__WHAT THIS TASK INVOLVES__: The reply must consist of one number: how many lines of the data include the word "between".
*** SOURCE MATERIAL Section Begins ***
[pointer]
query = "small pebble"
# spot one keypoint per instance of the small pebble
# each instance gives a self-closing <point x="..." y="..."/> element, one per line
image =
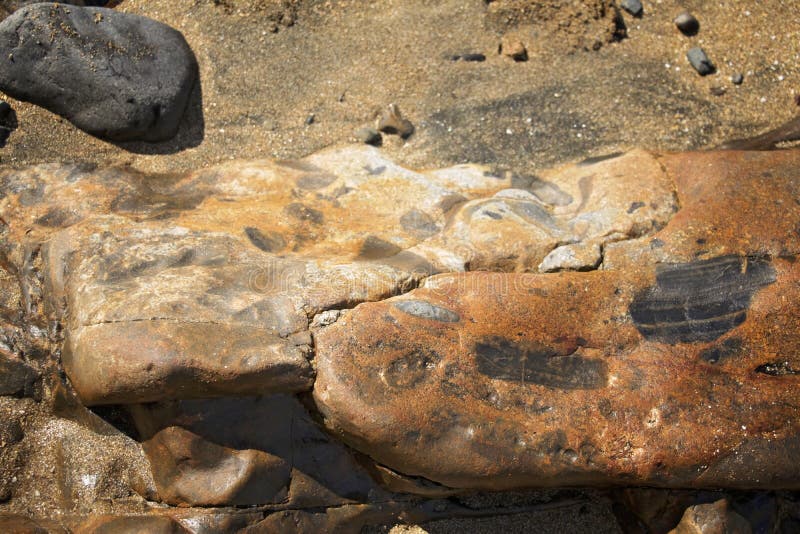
<point x="514" y="49"/>
<point x="699" y="60"/>
<point x="687" y="23"/>
<point x="370" y="136"/>
<point x="393" y="122"/>
<point x="634" y="7"/>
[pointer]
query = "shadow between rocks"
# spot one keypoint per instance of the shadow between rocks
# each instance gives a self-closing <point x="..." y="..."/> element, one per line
<point x="191" y="130"/>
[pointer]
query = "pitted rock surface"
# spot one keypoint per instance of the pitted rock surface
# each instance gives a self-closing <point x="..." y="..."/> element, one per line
<point x="624" y="320"/>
*** SOURCE MATERIAL Section Ends ***
__RESULT__: 2